(Saved entries)
:::

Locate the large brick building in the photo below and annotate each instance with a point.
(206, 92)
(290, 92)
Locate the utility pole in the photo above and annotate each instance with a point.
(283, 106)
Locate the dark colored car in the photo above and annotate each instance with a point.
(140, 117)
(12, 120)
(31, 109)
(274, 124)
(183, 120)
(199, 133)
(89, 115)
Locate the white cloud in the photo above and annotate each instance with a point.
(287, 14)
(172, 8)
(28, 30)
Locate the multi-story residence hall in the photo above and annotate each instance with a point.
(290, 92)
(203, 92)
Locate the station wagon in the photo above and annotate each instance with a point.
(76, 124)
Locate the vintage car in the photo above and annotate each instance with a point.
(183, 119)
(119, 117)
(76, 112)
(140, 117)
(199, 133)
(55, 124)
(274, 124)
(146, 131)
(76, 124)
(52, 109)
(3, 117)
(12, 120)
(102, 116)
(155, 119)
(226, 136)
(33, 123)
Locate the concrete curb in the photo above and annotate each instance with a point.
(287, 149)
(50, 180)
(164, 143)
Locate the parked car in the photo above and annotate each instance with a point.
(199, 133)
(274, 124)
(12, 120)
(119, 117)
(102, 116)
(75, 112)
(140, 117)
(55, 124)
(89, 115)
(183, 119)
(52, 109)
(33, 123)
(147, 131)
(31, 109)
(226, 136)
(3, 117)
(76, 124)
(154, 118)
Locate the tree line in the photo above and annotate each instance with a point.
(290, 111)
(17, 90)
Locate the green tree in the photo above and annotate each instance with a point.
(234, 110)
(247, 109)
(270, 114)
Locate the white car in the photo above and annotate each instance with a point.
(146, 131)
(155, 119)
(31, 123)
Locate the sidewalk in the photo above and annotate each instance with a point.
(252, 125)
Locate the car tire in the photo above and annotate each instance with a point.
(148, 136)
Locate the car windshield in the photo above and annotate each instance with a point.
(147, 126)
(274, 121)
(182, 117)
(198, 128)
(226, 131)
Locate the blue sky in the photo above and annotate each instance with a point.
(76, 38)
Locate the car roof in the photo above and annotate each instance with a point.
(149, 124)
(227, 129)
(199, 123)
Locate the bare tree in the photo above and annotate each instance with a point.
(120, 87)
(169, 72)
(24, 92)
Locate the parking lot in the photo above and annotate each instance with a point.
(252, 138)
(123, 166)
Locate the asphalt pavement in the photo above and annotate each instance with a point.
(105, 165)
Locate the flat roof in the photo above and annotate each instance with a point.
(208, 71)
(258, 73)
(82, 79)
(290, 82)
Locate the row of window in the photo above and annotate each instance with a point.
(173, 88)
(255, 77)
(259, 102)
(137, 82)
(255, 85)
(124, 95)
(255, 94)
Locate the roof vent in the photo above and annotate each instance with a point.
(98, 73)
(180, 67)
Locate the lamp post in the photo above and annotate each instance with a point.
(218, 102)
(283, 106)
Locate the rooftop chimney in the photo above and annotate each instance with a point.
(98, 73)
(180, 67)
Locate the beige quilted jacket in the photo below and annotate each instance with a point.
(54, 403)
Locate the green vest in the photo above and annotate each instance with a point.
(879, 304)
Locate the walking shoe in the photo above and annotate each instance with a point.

:::

Exercise task
Lay out every line of the records from the one containing "Locate the white car" through the end of the records, inclusive, as a JSON list of strings with one string per line and blank lines omitted.

Expected output
[
  "Locate the white car in the photo above and annotate each instance with a point.",
  "(146, 131)",
  "(155, 119)",
  "(31, 123)",
  "Locate the sidewalk in the photo above and annotate each instance with a point.",
  "(252, 125)",
  "Locate the car tire in the photo above and annotate each instance with a point.",
  "(148, 136)",
  "Locate the car windshield in the photo above and annotate each instance with a point.",
  "(147, 126)",
  "(274, 121)",
  "(182, 117)",
  "(198, 128)",
  "(226, 131)",
  "Locate the blue sky in the photo above and annotate each instance with a point.",
  "(76, 38)",
  "Locate the car roof in the photo above and annotate each instance with a point.",
  "(149, 124)",
  "(227, 129)",
  "(199, 123)",
  "Locate the bare tree in the photo above and annotate each instance with a point.",
  "(120, 87)",
  "(169, 72)",
  "(24, 92)",
  "Locate the parking lot in the photo above and annotate each instance with a point.",
  "(252, 138)",
  "(123, 166)",
  "Locate the asphalt pavement in the photo above and annotate each instance with a point.",
  "(105, 165)",
  "Locate the flat roof in the photo above and annotate each instance with a point.",
  "(208, 71)",
  "(258, 73)",
  "(82, 79)",
  "(290, 82)",
  "Locate the row of window in the photo above and annotate each instance with a point.",
  "(173, 88)",
  "(255, 77)",
  "(259, 102)",
  "(137, 82)",
  "(255, 85)",
  "(124, 95)",
  "(255, 94)",
  "Locate the roof vent in the photo above and annotate each instance with a point.",
  "(98, 73)",
  "(180, 67)",
  "Locate the lamp post in the photo above and annotate each instance with a point.",
  "(218, 102)",
  "(283, 106)",
  "Locate the rooftop chimney in the photo above and annotate each instance with a point.",
  "(98, 73)",
  "(180, 67)",
  "Locate the beige quilted jacket in the photo below and annotate each instance with a point.",
  "(54, 403)",
  "Locate the green vest in the photo above and annotate each instance with a point.",
  "(879, 304)",
  "Locate the walking shoe in the photo above and annotate each instance with a point."
]